### Teks Bacaan
__________

Siapapun yang melakukan pelanggaran harus mengungkapkannya. Jika tidak ada pelanggaran, sikap diam seharusnya di jaga. Aku akan mengetahui dengan sikap diam kalian bahwa para Āyasmant adalah murni. Sama seperti seseorang yang ditanyakan secara perorangan akan memiliki jawaban; dengan cara yang sama, ketika (Patimokkha) dinyatakan sampai ketiga kalinya di dalam kumpulan seperti ini, bila Bhikkhu manapun tidak mengungkapkan pelanggaran yang ia ingat, ini adalah sebuah kebohongan secara sadar untuknya. Para Āyasmant, sebuah kebohongan secara sadar telah dinyatakan oleh Sang Bhāgava sebagai hal yang menghambat. Oleh karena itu pelanggaran apapun yang ada harus diungkapkan oleh seorang Bhikkhu, yang telah melakukan pelanggaran, mengingatnya dan mencari pemurnian. Ketika terungkapkan, itu adalah baik baginya.

Telah di bacakan, para Āyasmant, kata pengantar. Di sini aku bertanya kepada para Āyasmant: Apakah kalian murni dalam hal ini? Untuk kedua kalinya aku bertanya: Apakah kalian murni dalam hal ini? Ketiga kalinya aku bertanya: Apakah kalian murni dalam hal ini? Para Āyasmant murni dalam hal ini; oleh karena itu mereka diam. Jadi aku mengingatnya.


Kata pengantar telah selesai.

Pembacaan bagian Pārājika

Inilah empat hal yang menyebabkan kekalahan (Pārājika) akan segera di bacakan.

Pārājika 1.

Jika ada Bhikkhu—yang terlibat dalam pelatihan dan penghidupan bagi para Bhikkhu, tanpa meninggalkan pelatihan, tanpa menyatakan kelemahannya—terlibat dalam tindakan seksual, bahkan dengan binatang betina, ia telah terkalahkan dan tidak lagi dalam kumpulan.

Pārājika 2.

Jika ada Bhikkhu, dengan cara mencuri, mengambil apa yang tidak diberikan dari daerah yang berpenghuni atau dari hutan belantara—sama seperti ketika, dalam mengambil apa yang tidak diberikan, raja-raja yang menangkap penjahat akan mencambuk, memenjarakan, atau mengusirnya, dengan berkata, ‘Engkau adalah seorang perampok, engkau adalah seorang dungu, engkau terbutakan, engkau adalah seorang pencuri’—seorang Bhikkhu dengan cara yang sama mengambil apa yang tidak diberikan telah terkalahkan dan tidak lagi dalam kumpulan.

__________

### Data yang Disediakan
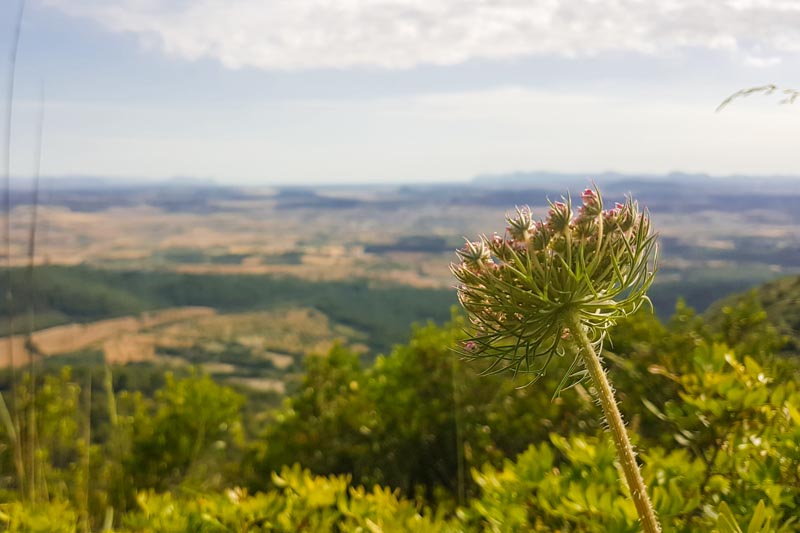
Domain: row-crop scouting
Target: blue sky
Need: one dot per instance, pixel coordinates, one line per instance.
(313, 91)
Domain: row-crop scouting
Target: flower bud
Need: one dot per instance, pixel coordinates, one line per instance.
(521, 227)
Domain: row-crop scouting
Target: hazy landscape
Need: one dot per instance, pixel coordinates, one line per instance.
(246, 281)
(397, 266)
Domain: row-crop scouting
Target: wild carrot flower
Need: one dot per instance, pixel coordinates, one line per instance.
(523, 289)
(555, 287)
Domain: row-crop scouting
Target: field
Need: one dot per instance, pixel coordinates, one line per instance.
(245, 282)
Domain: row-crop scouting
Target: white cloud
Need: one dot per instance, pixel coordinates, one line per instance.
(305, 34)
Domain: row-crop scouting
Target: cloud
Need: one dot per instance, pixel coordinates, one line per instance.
(399, 34)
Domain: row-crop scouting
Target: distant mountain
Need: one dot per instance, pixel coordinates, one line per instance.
(733, 184)
(781, 301)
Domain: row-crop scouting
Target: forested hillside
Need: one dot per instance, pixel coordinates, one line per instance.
(418, 441)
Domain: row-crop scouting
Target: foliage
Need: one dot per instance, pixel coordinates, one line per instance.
(418, 442)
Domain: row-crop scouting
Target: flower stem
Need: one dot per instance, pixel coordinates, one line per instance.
(608, 402)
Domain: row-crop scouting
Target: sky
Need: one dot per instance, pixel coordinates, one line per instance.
(388, 91)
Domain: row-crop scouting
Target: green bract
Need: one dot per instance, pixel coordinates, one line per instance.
(520, 288)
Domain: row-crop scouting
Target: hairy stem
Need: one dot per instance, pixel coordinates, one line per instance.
(608, 402)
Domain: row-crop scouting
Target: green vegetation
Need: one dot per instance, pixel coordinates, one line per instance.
(418, 442)
(82, 294)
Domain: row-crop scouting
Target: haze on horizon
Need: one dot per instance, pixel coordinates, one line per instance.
(414, 91)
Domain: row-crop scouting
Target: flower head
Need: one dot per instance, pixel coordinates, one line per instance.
(596, 265)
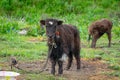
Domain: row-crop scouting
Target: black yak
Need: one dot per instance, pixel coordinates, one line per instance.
(64, 40)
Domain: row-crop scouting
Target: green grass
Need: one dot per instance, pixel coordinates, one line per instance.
(19, 14)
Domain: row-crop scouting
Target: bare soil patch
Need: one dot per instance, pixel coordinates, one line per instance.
(90, 70)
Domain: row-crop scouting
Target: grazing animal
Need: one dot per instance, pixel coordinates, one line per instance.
(97, 29)
(65, 41)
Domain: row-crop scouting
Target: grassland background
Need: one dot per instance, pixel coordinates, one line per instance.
(19, 14)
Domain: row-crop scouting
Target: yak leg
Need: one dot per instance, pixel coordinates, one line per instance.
(94, 39)
(77, 57)
(109, 38)
(70, 58)
(60, 64)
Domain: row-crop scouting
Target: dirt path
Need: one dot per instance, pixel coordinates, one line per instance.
(90, 70)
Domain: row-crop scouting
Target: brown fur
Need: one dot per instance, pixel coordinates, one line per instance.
(98, 28)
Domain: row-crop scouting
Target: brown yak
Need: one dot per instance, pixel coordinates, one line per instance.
(98, 28)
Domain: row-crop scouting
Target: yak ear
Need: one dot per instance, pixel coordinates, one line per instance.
(42, 22)
(60, 22)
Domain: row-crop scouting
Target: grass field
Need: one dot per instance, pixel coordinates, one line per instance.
(26, 14)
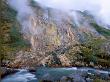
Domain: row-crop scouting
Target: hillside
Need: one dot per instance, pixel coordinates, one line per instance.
(51, 37)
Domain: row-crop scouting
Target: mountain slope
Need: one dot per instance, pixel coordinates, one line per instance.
(59, 38)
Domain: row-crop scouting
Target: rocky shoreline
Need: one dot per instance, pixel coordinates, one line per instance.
(7, 71)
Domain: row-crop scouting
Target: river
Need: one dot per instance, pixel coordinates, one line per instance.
(25, 76)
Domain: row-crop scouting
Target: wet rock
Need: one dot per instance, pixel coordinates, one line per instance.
(89, 80)
(77, 78)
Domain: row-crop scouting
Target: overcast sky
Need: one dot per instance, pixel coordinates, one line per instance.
(100, 8)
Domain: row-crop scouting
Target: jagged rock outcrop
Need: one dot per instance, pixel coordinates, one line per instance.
(52, 33)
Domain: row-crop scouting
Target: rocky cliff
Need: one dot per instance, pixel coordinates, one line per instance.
(58, 38)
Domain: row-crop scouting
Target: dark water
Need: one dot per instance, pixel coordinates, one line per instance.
(25, 76)
(22, 76)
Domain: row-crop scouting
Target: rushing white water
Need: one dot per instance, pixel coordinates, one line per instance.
(22, 76)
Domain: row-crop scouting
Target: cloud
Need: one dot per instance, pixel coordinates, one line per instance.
(99, 8)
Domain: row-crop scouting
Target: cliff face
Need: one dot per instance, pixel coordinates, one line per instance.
(60, 38)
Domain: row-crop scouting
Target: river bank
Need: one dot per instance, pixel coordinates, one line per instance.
(62, 74)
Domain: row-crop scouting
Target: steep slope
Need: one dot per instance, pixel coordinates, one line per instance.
(61, 38)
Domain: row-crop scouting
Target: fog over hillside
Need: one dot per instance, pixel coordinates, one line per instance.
(99, 8)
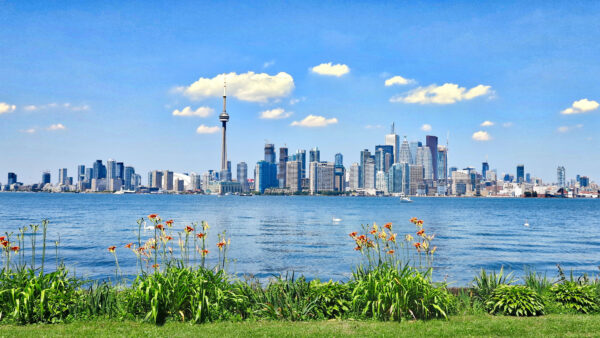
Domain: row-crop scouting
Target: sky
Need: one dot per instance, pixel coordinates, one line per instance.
(141, 82)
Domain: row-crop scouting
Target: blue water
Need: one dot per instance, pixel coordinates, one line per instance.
(272, 235)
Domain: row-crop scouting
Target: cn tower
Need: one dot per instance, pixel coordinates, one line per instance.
(224, 117)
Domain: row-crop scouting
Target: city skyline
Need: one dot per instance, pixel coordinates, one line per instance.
(147, 95)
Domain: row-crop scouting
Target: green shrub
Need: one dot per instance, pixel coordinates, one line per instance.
(581, 298)
(515, 300)
(389, 293)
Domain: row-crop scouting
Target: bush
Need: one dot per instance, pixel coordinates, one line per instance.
(581, 298)
(515, 300)
(389, 293)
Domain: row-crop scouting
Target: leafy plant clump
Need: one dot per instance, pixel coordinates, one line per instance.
(515, 300)
(581, 298)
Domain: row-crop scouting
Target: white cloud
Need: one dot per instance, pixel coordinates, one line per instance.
(277, 113)
(481, 136)
(447, 93)
(7, 108)
(565, 129)
(330, 69)
(202, 129)
(187, 111)
(57, 126)
(314, 121)
(581, 106)
(398, 80)
(250, 86)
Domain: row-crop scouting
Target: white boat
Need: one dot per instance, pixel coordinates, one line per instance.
(405, 200)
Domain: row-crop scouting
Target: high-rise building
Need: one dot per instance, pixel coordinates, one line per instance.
(293, 178)
(405, 154)
(62, 176)
(301, 156)
(270, 153)
(12, 178)
(242, 175)
(485, 167)
(283, 158)
(520, 173)
(561, 176)
(45, 178)
(315, 155)
(393, 140)
(80, 173)
(384, 157)
(353, 177)
(431, 142)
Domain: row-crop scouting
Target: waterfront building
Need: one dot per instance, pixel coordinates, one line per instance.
(393, 140)
(293, 174)
(353, 177)
(384, 157)
(167, 180)
(270, 153)
(45, 178)
(405, 153)
(62, 176)
(413, 151)
(561, 176)
(431, 143)
(520, 173)
(315, 155)
(283, 158)
(265, 176)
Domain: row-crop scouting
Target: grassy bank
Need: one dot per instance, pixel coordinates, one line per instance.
(474, 325)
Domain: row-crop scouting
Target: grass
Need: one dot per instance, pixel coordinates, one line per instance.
(468, 325)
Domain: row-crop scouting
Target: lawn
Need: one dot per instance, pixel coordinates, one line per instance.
(475, 325)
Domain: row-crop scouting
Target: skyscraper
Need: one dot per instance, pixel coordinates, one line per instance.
(405, 153)
(520, 173)
(283, 158)
(431, 142)
(270, 153)
(393, 140)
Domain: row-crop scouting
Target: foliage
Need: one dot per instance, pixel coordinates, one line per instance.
(485, 283)
(391, 293)
(581, 298)
(515, 300)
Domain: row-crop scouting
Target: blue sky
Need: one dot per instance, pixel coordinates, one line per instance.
(101, 80)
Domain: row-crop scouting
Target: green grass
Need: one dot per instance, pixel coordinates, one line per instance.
(474, 325)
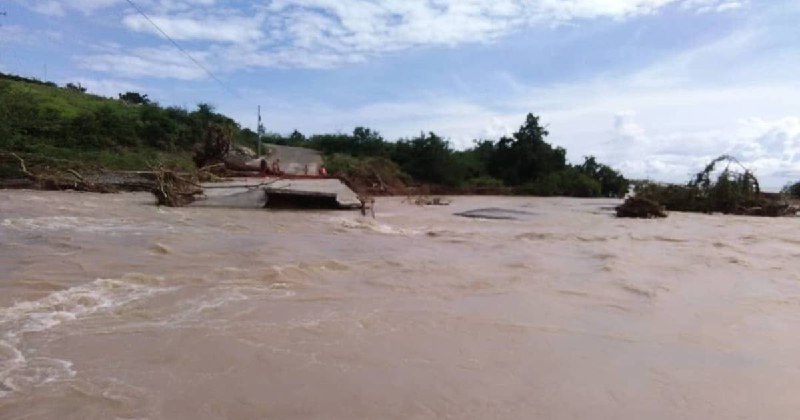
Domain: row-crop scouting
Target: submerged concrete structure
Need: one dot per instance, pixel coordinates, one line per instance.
(279, 193)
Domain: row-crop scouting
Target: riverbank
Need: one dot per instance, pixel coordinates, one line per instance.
(112, 307)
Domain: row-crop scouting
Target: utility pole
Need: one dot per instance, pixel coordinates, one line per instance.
(260, 131)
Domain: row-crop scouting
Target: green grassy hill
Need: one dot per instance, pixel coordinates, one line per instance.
(66, 123)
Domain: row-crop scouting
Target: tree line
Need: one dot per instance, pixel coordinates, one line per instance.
(41, 117)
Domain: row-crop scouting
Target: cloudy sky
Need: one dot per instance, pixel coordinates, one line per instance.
(654, 87)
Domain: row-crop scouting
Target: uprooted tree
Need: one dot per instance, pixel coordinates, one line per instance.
(732, 190)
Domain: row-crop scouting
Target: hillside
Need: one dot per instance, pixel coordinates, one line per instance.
(66, 126)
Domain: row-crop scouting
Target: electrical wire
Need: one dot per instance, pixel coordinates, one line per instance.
(186, 53)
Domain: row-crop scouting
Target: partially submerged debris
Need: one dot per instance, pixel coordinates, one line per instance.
(425, 200)
(173, 190)
(42, 173)
(495, 213)
(642, 208)
(733, 190)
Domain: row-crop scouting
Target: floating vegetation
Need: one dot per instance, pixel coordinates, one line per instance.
(641, 208)
(173, 190)
(425, 200)
(732, 190)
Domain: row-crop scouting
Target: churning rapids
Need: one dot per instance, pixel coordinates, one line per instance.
(113, 308)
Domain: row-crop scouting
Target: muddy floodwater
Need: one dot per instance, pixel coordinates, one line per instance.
(112, 308)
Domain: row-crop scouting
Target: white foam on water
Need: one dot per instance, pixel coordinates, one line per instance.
(83, 224)
(374, 226)
(20, 371)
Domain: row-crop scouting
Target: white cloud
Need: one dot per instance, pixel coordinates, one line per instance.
(328, 33)
(164, 63)
(236, 29)
(60, 7)
(108, 87)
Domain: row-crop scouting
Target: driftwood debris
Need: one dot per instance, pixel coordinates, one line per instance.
(50, 177)
(732, 190)
(425, 200)
(173, 190)
(641, 208)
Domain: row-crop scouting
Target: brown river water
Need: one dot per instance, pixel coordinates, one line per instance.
(112, 308)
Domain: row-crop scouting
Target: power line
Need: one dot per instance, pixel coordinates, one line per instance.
(186, 53)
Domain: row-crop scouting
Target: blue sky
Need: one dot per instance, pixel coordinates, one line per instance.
(654, 87)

__________

Salin ulang bagian teks bacaan dari "Siapapun yang melakukan" sampai "adalah baik baginya.". Ganti "kebohongan secara sadar" dengan "dusta yang disengaja".

### Jawaban Akhir
Siapapun yang melakukan pelanggaran harus mengungkapkannya. Jika tidak ada pelanggaran, sikap diam seharusnya di jaga. Aku akan mengetahui dengan sikap diam kalian bahwa para Āyasmant adalah murni. Sama seperti seseorang yang ditanyakan secara perorangan akan memiliki jawaban; dengan cara yang sama, ketika (Patimokkha) dinyatakan sampai ketiga kalinya di dalam kumpulan seperti ini, bila Bhikkhu manapun tidak mengungkapkan pelanggaran yang ia ingat, ini adalah sebuah dusta yang disengaja untuknya. Para Āyasmant, sebuah dusta yang disengaja telah dinyatakan oleh Sang Bhāgava sebagai hal yang menghambat. Oleh karena itu pelanggaran apapun yang ada harus diungkapkan oleh seorang Bhikkhu, yang telah melakukan pelanggaran, mengingatnya dan mencari pemurnian. Ketika terungkapkan, itu adalah baik baginya.